Items listed in a dataset
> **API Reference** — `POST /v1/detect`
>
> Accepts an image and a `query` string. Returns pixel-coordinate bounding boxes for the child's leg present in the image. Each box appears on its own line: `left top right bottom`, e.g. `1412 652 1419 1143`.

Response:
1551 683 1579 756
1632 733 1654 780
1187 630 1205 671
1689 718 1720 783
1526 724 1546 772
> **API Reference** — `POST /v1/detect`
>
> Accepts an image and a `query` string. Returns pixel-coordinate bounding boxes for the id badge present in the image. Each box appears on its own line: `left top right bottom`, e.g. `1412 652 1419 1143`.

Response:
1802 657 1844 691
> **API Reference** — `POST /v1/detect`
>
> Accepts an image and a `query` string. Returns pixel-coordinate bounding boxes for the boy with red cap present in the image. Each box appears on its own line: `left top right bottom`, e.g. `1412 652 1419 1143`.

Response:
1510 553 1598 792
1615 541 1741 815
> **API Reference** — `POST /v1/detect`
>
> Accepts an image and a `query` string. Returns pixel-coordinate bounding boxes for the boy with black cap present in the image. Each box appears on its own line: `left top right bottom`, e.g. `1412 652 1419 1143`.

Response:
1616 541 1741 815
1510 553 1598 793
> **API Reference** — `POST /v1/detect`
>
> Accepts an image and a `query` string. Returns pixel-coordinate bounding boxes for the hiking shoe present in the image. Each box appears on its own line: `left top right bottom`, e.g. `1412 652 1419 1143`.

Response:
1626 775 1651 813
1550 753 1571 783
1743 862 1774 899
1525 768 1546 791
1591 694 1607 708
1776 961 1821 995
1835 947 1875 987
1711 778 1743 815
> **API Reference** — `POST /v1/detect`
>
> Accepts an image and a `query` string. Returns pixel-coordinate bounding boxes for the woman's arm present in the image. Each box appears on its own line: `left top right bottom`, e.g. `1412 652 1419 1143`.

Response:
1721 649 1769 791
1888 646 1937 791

▸ **TASK**
For each record above, write it out again exactly.

▸ **EXPECTED ANSWER**
> **API Reference** — `POST /v1/detect`
>
> Accepts an image and a `query` string. Returns pixel-coordinate bounding boxes for the child's leg present in the image. Each box appears on its own line: `left top right bottom`, e.g. `1412 652 1419 1143`.

Response:
1551 683 1579 756
1632 733 1654 780
1187 630 1205 671
1689 718 1720 783
1526 724 1546 772
> **API Reference** — `POST /v1/detect`
>
> Accepts an image and a `query` string. Returns pixel-coordinate bounding boxes for the id badge present in the image. Each box appears on its own line: `left top right bottom`, e.g. `1412 652 1419 1143`.

Response:
1802 657 1844 691
> **API Reference** — `POST /v1/detect`
>
> Accepts an image and a `query` string. Returns pixel-coordinate bounding boxes for the boy with red cap present in the image. Each box appears on its own line: `left top right bottom`, e.g. `1412 652 1419 1143`.

Response:
1510 553 1598 792
1615 541 1741 815
> **API Reference** — `POST /v1/detect`
>
> Accepts an image and a `query` string. Returns pixel-coordinate bounding boxes for the boy with black cap present in the image. Each box appears on its own line: `left top right bottom`, e.g. `1412 652 1419 1143`.

Response:
1616 541 1741 815
1510 553 1598 793
> **API Reference** — `POST /v1/detect`
>
> Accepts an image and a `query` string. Returns pixel-coordinate bounding boxes for the hiking shoe present in the image. Each box appears on its own line: `left top right bottom`, e.g. `1412 652 1419 1143`.

Response:
1626 775 1651 813
1550 753 1571 783
1743 862 1774 899
1525 768 1546 791
1591 694 1607 708
1776 961 1821 995
1835 947 1875 987
1711 778 1743 815
> **API Reference** — `POST /v1/detect`
>
> Accepts an image and a `query` string. Returns pixel-coordinate bounding boxes for the woman's arm present in the image. Each box appears on its own line: `left top right bottom`, e.g. `1412 652 1419 1143`.

Response:
1721 649 1769 791
1888 646 1937 791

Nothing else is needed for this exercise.